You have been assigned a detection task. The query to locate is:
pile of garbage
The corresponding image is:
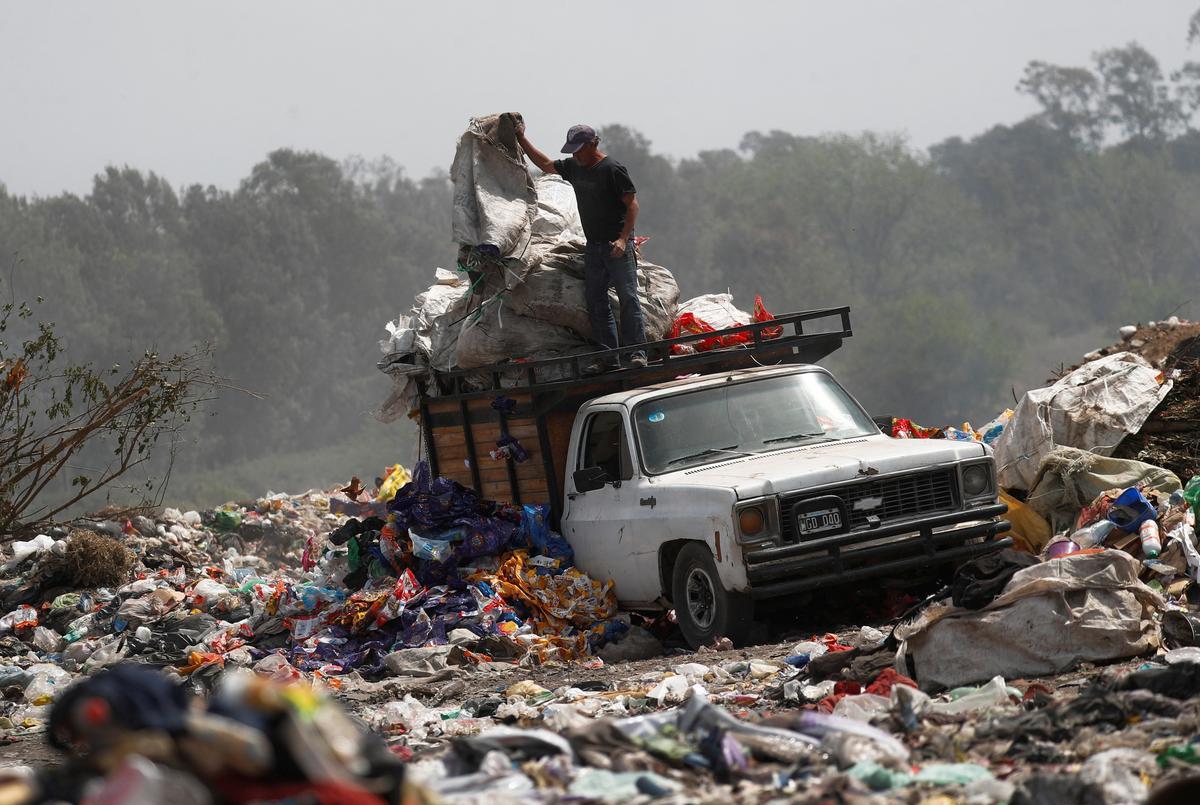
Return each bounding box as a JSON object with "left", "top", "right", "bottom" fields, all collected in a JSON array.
[
  {"left": 372, "top": 624, "right": 1200, "bottom": 803},
  {"left": 19, "top": 615, "right": 1200, "bottom": 802},
  {"left": 0, "top": 460, "right": 642, "bottom": 733}
]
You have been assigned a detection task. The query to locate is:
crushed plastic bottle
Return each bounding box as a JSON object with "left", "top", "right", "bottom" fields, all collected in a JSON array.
[
  {"left": 31, "top": 626, "right": 62, "bottom": 653},
  {"left": 647, "top": 674, "right": 690, "bottom": 705},
  {"left": 63, "top": 613, "right": 95, "bottom": 643},
  {"left": 1072, "top": 519, "right": 1116, "bottom": 549},
  {"left": 928, "top": 676, "right": 1015, "bottom": 715}
]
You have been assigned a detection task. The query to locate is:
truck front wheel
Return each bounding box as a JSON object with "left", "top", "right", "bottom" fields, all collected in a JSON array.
[{"left": 671, "top": 543, "right": 754, "bottom": 648}]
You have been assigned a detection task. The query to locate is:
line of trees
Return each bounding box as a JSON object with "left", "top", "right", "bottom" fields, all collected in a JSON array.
[{"left": 1, "top": 20, "right": 1198, "bottom": 504}]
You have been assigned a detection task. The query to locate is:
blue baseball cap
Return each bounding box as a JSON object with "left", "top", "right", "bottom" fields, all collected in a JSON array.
[{"left": 560, "top": 124, "right": 598, "bottom": 154}]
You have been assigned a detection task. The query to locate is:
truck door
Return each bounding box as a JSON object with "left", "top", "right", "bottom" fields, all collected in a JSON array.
[{"left": 562, "top": 409, "right": 656, "bottom": 606}]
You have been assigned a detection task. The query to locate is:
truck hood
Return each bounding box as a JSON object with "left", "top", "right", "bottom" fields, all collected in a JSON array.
[{"left": 657, "top": 435, "right": 989, "bottom": 499}]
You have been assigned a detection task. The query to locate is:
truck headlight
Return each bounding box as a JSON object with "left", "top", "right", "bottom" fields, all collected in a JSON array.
[
  {"left": 739, "top": 506, "right": 766, "bottom": 536},
  {"left": 735, "top": 498, "right": 779, "bottom": 544},
  {"left": 962, "top": 463, "right": 994, "bottom": 498}
]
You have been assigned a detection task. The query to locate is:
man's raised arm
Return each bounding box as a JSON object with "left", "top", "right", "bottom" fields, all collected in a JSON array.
[{"left": 516, "top": 121, "right": 557, "bottom": 175}]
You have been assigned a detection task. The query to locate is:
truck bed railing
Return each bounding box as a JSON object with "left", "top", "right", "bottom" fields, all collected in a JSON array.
[{"left": 424, "top": 306, "right": 852, "bottom": 400}]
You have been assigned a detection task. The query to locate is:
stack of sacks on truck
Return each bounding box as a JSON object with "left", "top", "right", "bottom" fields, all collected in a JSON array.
[{"left": 376, "top": 112, "right": 779, "bottom": 420}]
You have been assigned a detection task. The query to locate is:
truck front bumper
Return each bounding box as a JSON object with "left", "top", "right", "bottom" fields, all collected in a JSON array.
[{"left": 743, "top": 502, "right": 1011, "bottom": 600}]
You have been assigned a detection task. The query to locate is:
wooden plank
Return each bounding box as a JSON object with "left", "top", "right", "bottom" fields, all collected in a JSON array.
[
  {"left": 481, "top": 478, "right": 551, "bottom": 503},
  {"left": 431, "top": 422, "right": 539, "bottom": 448},
  {"left": 435, "top": 442, "right": 545, "bottom": 464},
  {"left": 432, "top": 465, "right": 549, "bottom": 496},
  {"left": 476, "top": 463, "right": 546, "bottom": 482},
  {"left": 432, "top": 420, "right": 539, "bottom": 440}
]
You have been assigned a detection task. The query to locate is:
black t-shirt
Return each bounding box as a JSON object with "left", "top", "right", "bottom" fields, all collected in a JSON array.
[{"left": 553, "top": 156, "right": 636, "bottom": 243}]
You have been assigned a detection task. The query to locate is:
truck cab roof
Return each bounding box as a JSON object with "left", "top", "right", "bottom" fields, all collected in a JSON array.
[{"left": 585, "top": 363, "right": 831, "bottom": 409}]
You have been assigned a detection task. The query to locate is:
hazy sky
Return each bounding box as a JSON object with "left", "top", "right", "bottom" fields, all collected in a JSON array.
[{"left": 2, "top": 1, "right": 1197, "bottom": 198}]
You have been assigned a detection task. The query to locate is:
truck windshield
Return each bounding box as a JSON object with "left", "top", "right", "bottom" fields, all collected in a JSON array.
[{"left": 633, "top": 371, "right": 879, "bottom": 474}]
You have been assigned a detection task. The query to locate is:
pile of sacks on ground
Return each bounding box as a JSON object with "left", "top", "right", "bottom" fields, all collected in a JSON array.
[
  {"left": 377, "top": 112, "right": 778, "bottom": 419},
  {"left": 876, "top": 322, "right": 1200, "bottom": 694}
]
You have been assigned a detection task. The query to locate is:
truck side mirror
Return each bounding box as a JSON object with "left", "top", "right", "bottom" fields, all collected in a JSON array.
[{"left": 573, "top": 466, "right": 610, "bottom": 493}]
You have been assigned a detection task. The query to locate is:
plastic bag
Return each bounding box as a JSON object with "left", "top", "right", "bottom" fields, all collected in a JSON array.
[
  {"left": 24, "top": 663, "right": 71, "bottom": 704},
  {"left": 0, "top": 605, "right": 38, "bottom": 633},
  {"left": 668, "top": 294, "right": 781, "bottom": 354},
  {"left": 376, "top": 464, "right": 412, "bottom": 502},
  {"left": 979, "top": 409, "right": 1013, "bottom": 446},
  {"left": 83, "top": 754, "right": 211, "bottom": 805},
  {"left": 1184, "top": 475, "right": 1200, "bottom": 519},
  {"left": 189, "top": 579, "right": 230, "bottom": 610},
  {"left": 833, "top": 694, "right": 891, "bottom": 723},
  {"left": 410, "top": 530, "right": 454, "bottom": 563},
  {"left": 520, "top": 504, "right": 573, "bottom": 563},
  {"left": 7, "top": 534, "right": 55, "bottom": 564},
  {"left": 914, "top": 762, "right": 994, "bottom": 785}
]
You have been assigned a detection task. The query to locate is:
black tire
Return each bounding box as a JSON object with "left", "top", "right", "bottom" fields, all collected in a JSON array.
[{"left": 671, "top": 542, "right": 754, "bottom": 649}]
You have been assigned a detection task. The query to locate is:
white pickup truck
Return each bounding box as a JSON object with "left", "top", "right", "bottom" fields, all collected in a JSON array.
[{"left": 416, "top": 307, "right": 1010, "bottom": 647}]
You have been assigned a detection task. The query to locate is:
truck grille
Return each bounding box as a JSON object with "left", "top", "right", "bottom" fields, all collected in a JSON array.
[{"left": 779, "top": 468, "right": 960, "bottom": 542}]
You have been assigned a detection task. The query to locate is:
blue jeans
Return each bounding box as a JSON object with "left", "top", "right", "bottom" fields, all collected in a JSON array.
[{"left": 584, "top": 239, "right": 647, "bottom": 358}]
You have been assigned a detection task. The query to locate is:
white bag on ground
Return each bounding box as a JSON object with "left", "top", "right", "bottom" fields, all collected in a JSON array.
[
  {"left": 992, "top": 352, "right": 1174, "bottom": 492},
  {"left": 896, "top": 552, "right": 1162, "bottom": 690}
]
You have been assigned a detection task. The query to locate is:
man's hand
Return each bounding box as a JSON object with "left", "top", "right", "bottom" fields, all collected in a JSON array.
[
  {"left": 609, "top": 239, "right": 627, "bottom": 259},
  {"left": 516, "top": 123, "right": 556, "bottom": 175}
]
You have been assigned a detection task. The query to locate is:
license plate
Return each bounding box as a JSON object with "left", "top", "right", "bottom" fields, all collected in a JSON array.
[{"left": 797, "top": 507, "right": 842, "bottom": 536}]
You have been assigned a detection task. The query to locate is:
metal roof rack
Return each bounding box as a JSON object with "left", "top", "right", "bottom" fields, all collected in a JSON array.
[{"left": 419, "top": 306, "right": 852, "bottom": 401}]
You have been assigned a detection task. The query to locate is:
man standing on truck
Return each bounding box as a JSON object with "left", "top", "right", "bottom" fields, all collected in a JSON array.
[{"left": 516, "top": 121, "right": 648, "bottom": 373}]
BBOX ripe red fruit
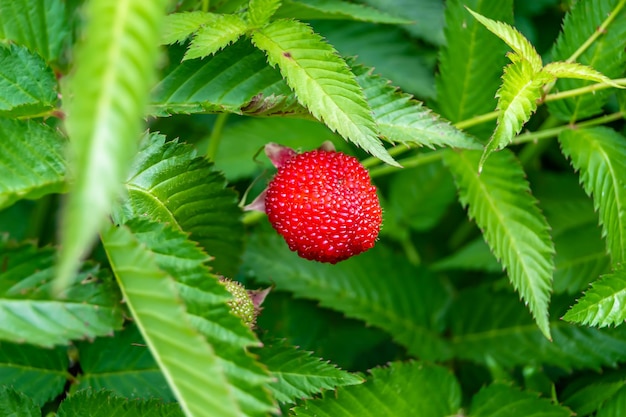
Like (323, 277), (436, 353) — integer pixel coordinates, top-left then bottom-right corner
(263, 147), (382, 264)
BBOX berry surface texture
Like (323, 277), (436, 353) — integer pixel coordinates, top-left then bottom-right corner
(265, 149), (382, 264)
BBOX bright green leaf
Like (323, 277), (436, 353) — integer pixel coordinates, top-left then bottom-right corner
(563, 268), (626, 327)
(274, 0), (410, 24)
(185, 14), (248, 60)
(57, 390), (184, 417)
(0, 44), (57, 117)
(243, 231), (452, 361)
(0, 387), (40, 416)
(251, 18), (397, 166)
(0, 239), (123, 347)
(248, 0), (282, 27)
(293, 361), (461, 416)
(256, 339), (363, 404)
(0, 118), (66, 210)
(0, 342), (68, 406)
(470, 383), (571, 417)
(466, 7), (543, 72)
(161, 11), (216, 45)
(559, 127), (626, 266)
(444, 149), (555, 339)
(542, 61), (623, 88)
(0, 0), (70, 61)
(57, 0), (169, 293)
(101, 221), (241, 417)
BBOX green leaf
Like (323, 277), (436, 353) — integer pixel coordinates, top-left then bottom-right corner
(125, 219), (274, 416)
(444, 149), (555, 339)
(470, 383), (571, 417)
(251, 19), (397, 166)
(542, 61), (623, 88)
(0, 343), (68, 406)
(248, 0), (282, 27)
(0, 118), (67, 210)
(450, 288), (626, 371)
(431, 238), (501, 273)
(351, 63), (482, 150)
(161, 11), (216, 44)
(559, 127), (626, 266)
(57, 390), (184, 417)
(0, 239), (123, 347)
(57, 0), (168, 293)
(243, 231), (452, 361)
(598, 386), (626, 417)
(547, 0), (626, 121)
(256, 339), (362, 404)
(76, 324), (173, 400)
(101, 221), (241, 417)
(562, 373), (626, 416)
(0, 387), (40, 416)
(479, 58), (548, 171)
(293, 361), (461, 416)
(0, 44), (57, 117)
(0, 0), (70, 62)
(274, 0), (410, 24)
(119, 133), (244, 277)
(185, 14), (248, 60)
(436, 0), (513, 137)
(466, 7), (543, 72)
(563, 268), (626, 327)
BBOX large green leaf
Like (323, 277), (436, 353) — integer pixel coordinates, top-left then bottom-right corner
(548, 0), (626, 121)
(256, 339), (362, 404)
(274, 0), (410, 24)
(0, 45), (57, 117)
(0, 387), (40, 417)
(469, 384), (571, 417)
(0, 342), (68, 406)
(243, 230), (452, 361)
(118, 133), (244, 277)
(444, 149), (555, 339)
(101, 221), (241, 417)
(0, 239), (123, 347)
(563, 268), (626, 327)
(559, 127), (626, 266)
(57, 390), (184, 417)
(436, 0), (512, 138)
(450, 288), (626, 371)
(76, 325), (173, 400)
(561, 372), (626, 416)
(0, 118), (66, 210)
(597, 386), (626, 417)
(0, 0), (70, 62)
(251, 18), (397, 166)
(352, 63), (482, 150)
(57, 0), (168, 293)
(292, 361), (461, 416)
(126, 219), (274, 416)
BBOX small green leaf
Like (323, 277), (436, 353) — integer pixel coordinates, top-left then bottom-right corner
(184, 14), (248, 60)
(0, 343), (69, 406)
(563, 268), (626, 327)
(0, 387), (40, 417)
(0, 118), (67, 210)
(444, 149), (555, 339)
(274, 0), (411, 24)
(256, 339), (363, 404)
(57, 0), (169, 293)
(101, 221), (241, 417)
(0, 239), (123, 347)
(542, 61), (624, 88)
(465, 7), (543, 72)
(248, 0), (282, 27)
(559, 127), (626, 266)
(57, 390), (184, 417)
(0, 0), (70, 62)
(251, 19), (397, 166)
(293, 362), (461, 416)
(161, 11), (216, 45)
(0, 44), (57, 117)
(479, 59), (548, 171)
(470, 383), (571, 417)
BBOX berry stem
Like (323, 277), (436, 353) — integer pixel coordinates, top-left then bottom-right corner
(369, 150), (445, 178)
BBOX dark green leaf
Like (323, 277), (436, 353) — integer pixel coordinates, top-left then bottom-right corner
(0, 387), (39, 416)
(561, 372), (626, 416)
(598, 386), (626, 417)
(274, 0), (410, 24)
(431, 238), (501, 273)
(470, 383), (571, 417)
(0, 44), (57, 117)
(57, 390), (184, 417)
(0, 118), (67, 210)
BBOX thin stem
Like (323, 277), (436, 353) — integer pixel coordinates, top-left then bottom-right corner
(361, 144), (411, 168)
(454, 111), (499, 130)
(205, 113), (229, 161)
(201, 0), (209, 12)
(567, 0), (626, 63)
(543, 78), (626, 102)
(369, 150), (445, 178)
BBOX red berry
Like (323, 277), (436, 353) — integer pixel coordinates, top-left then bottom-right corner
(265, 150), (382, 264)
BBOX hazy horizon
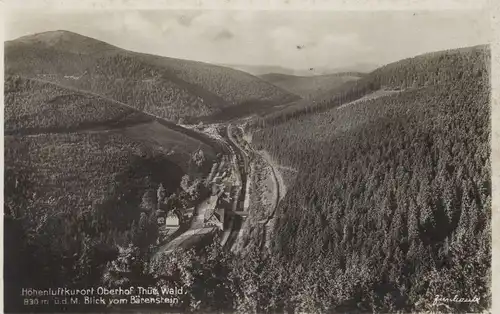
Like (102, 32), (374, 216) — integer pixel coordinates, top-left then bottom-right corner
(5, 10), (490, 71)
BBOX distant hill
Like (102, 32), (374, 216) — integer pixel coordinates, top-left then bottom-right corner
(322, 62), (379, 74)
(222, 63), (378, 77)
(7, 30), (119, 55)
(5, 30), (298, 123)
(220, 64), (298, 76)
(259, 72), (364, 99)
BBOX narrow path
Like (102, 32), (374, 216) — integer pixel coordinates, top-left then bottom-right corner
(5, 120), (152, 137)
(244, 142), (284, 222)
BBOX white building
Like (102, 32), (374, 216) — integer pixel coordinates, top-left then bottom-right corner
(165, 211), (180, 229)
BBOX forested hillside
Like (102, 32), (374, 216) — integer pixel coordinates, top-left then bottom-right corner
(4, 76), (153, 134)
(5, 30), (298, 123)
(4, 75), (218, 312)
(242, 45), (491, 312)
(259, 72), (363, 99)
(254, 45), (489, 128)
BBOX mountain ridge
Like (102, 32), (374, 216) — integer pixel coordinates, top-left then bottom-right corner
(5, 30), (120, 55)
(221, 63), (378, 76)
(252, 44), (490, 126)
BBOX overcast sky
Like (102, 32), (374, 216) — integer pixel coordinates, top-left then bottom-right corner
(5, 9), (490, 70)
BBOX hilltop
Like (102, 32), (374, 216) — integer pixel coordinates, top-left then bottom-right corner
(259, 72), (364, 99)
(6, 30), (119, 55)
(5, 30), (298, 123)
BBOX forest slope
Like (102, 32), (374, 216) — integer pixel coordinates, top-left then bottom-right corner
(4, 74), (218, 311)
(254, 45), (489, 127)
(5, 30), (298, 123)
(243, 45), (491, 313)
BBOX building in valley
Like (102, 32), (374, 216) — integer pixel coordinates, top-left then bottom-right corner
(165, 211), (181, 230)
(204, 207), (225, 231)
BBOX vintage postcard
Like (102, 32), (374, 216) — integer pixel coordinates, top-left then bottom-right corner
(2, 0), (497, 313)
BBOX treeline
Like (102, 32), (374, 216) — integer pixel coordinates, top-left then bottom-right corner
(244, 47), (491, 312)
(4, 74), (229, 152)
(251, 45), (489, 129)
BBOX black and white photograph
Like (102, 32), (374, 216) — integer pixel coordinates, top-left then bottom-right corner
(2, 1), (494, 313)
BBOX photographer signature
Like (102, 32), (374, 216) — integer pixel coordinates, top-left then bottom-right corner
(432, 295), (480, 310)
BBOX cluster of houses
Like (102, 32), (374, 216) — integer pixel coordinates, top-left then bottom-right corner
(156, 187), (227, 244)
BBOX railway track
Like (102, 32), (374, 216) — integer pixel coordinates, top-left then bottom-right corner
(220, 124), (249, 250)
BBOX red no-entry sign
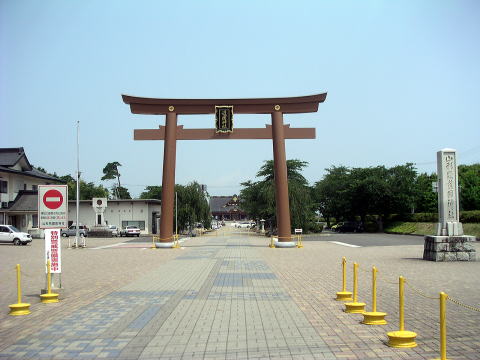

· · ·

AIM OF THE EXERCISE ▸ Write out word for word the lines above that run from the one with "BBOX ripe red fruit" to the one with "BBOX bright green leaf". Include both end lines; exclude the images.

RESULT OF THIS TASK ▸
BBOX ripe red fruit
Like (323, 277), (436, 353) — integer pixel coordinates, top-left then bottom-right corner
(263, 147), (382, 264)
BBOX berry surface texture
Like (323, 277), (436, 353) — integer pixel coordinates, top-left then bottom-right corner
(265, 149), (382, 264)
BBOX bright green leaf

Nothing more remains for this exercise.